### Task directions
Find the word "side" in the data. Return every line where it appears.

### Information
------------------------------------

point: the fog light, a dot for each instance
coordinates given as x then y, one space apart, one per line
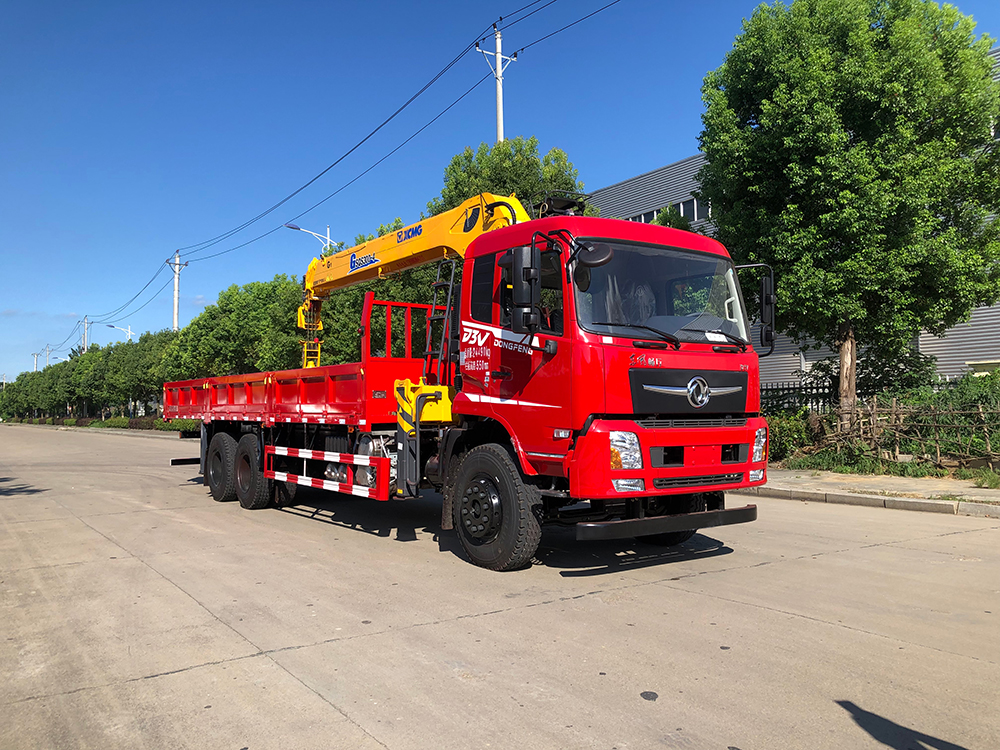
629 485
625 451
759 444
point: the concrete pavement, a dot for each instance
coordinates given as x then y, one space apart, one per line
139 613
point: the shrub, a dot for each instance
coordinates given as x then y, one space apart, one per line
788 432
178 425
118 422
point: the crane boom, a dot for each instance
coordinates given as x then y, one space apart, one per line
446 235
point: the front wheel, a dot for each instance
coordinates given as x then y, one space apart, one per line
497 515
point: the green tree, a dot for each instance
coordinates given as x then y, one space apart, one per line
849 145
250 329
510 166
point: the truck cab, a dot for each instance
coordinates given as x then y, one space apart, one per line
620 375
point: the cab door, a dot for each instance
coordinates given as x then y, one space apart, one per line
532 386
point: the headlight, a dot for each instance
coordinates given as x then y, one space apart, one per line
625 451
629 485
759 444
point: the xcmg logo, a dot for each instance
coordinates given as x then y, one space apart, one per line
361 261
409 234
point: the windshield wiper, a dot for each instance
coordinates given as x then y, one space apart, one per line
735 339
662 334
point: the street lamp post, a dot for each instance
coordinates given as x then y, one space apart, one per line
127 331
327 242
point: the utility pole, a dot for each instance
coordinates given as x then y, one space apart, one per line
499 64
177 266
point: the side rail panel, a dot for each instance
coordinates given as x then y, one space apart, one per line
381 465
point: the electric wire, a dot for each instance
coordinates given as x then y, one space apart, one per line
411 137
104 318
98 318
198 247
350 182
569 25
133 312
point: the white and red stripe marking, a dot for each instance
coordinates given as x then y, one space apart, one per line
322 484
339 458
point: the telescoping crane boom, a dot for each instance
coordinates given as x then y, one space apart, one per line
446 235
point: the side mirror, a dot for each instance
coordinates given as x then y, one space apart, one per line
592 256
526 293
768 303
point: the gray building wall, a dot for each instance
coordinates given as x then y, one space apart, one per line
639 198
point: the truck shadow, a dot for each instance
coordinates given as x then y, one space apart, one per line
406 520
560 549
892 734
8 486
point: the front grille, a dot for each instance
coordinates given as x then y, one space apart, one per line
665 424
666 483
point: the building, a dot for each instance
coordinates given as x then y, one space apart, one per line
966 347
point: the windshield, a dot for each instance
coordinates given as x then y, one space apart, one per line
692 296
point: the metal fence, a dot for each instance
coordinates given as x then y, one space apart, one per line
792 396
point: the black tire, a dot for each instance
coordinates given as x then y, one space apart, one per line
284 494
219 466
672 506
497 516
252 489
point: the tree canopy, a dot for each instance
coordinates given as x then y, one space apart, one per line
252 328
849 145
510 166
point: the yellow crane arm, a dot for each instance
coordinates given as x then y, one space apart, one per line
446 235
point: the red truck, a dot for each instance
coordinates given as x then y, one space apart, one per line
588 372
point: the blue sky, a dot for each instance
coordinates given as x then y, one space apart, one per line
128 130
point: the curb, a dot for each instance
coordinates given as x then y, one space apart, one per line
925 505
154 434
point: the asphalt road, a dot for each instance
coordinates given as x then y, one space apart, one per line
135 612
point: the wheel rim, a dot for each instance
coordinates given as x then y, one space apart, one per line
244 474
482 513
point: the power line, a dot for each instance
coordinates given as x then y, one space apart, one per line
415 134
569 25
133 312
98 318
350 182
198 247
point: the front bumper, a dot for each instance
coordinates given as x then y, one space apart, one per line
702 469
632 527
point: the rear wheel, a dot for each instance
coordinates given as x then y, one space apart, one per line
252 489
219 467
668 506
497 515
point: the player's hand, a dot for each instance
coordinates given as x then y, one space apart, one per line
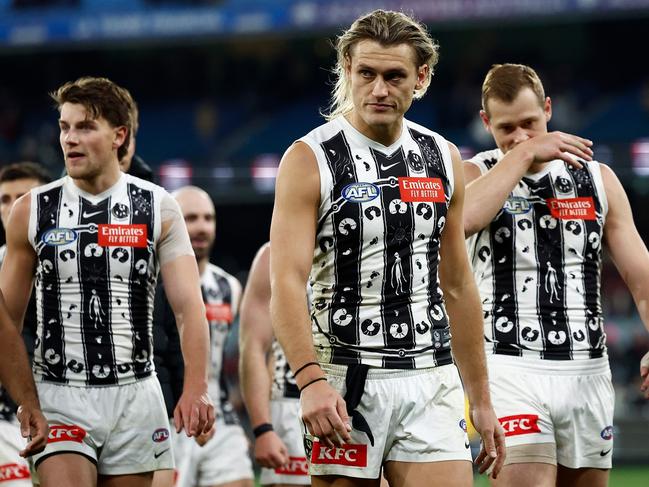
33 426
203 438
270 451
493 440
644 373
194 412
558 145
324 413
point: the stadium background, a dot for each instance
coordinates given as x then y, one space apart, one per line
225 86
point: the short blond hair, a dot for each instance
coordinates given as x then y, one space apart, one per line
504 82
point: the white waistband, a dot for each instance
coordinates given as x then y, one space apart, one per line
595 366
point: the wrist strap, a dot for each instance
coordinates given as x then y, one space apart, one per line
308 364
309 383
261 429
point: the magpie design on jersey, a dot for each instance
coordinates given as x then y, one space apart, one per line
376 294
537 264
221 295
95 281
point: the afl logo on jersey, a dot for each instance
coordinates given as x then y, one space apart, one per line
59 236
516 205
360 192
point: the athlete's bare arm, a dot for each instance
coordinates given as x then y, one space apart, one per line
292 237
463 304
628 252
194 411
16 280
485 194
255 340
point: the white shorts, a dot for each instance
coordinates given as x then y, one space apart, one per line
121 429
573 411
14 469
285 415
224 458
414 416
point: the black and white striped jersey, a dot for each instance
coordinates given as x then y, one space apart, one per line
221 295
376 293
537 264
97 266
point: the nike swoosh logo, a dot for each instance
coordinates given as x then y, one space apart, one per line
389 166
157 455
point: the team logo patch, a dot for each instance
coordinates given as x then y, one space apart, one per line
360 192
520 424
13 471
218 312
120 211
59 236
422 189
122 235
563 185
295 466
572 208
160 435
515 205
349 455
607 433
64 432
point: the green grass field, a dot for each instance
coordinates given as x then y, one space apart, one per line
620 477
626 476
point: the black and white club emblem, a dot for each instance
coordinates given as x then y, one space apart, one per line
120 211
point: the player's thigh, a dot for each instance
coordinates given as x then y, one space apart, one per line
163 478
144 479
336 481
236 483
451 473
582 477
67 470
526 474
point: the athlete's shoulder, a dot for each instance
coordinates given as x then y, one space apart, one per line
325 131
488 158
143 184
414 126
220 272
57 183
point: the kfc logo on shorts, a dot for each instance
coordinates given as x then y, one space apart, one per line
521 424
422 189
160 435
607 433
295 466
218 312
122 235
13 471
64 432
348 455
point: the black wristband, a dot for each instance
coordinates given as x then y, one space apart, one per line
308 364
261 429
309 383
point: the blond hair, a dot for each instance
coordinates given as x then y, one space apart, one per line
504 82
388 28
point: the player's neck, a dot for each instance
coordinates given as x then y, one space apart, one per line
101 182
385 135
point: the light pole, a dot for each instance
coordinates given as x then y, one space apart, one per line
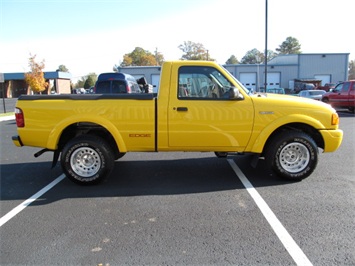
266 7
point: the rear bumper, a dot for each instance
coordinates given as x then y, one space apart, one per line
332 139
17 141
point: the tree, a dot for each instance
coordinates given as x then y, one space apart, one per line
232 60
351 69
253 56
35 78
194 51
140 57
289 46
90 81
63 68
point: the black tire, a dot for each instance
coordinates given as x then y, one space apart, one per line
87 160
292 155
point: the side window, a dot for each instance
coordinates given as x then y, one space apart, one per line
345 87
134 87
339 87
197 82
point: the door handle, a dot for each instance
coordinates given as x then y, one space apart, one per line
181 109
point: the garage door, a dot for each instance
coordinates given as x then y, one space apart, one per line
248 80
273 80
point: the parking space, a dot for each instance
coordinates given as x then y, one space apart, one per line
177 209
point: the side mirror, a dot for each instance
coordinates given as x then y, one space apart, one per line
235 94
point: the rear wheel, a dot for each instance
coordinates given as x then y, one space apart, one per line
87 159
292 155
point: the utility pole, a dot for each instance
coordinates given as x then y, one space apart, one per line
266 11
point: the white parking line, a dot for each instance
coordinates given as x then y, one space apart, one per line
27 202
293 249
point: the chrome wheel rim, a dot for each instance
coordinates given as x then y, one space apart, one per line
294 157
85 162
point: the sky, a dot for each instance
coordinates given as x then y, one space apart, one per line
91 36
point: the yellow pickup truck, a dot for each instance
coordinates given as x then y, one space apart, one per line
200 106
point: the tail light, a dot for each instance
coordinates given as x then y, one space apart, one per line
20 119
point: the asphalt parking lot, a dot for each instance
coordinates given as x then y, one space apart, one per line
177 209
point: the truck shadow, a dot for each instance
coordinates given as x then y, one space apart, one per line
135 178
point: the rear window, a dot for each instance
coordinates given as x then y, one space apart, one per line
103 87
119 86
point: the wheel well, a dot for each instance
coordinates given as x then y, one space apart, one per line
312 132
86 128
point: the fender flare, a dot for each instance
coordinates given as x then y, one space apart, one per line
258 145
57 131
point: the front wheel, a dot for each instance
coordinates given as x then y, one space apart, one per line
292 155
87 159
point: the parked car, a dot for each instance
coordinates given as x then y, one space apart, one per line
304 86
276 90
116 83
342 96
312 94
327 87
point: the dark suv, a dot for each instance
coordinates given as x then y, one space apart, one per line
116 83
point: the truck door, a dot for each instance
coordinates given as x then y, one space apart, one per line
202 117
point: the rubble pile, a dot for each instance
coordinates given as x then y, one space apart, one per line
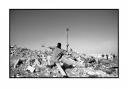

------------------------------------

### Result
point: the side rail panel, a dot for each instance
point: the side mirror, a dot for each instance
point: the side window, a dot for each instance
point: the side mirror, a dot for each instance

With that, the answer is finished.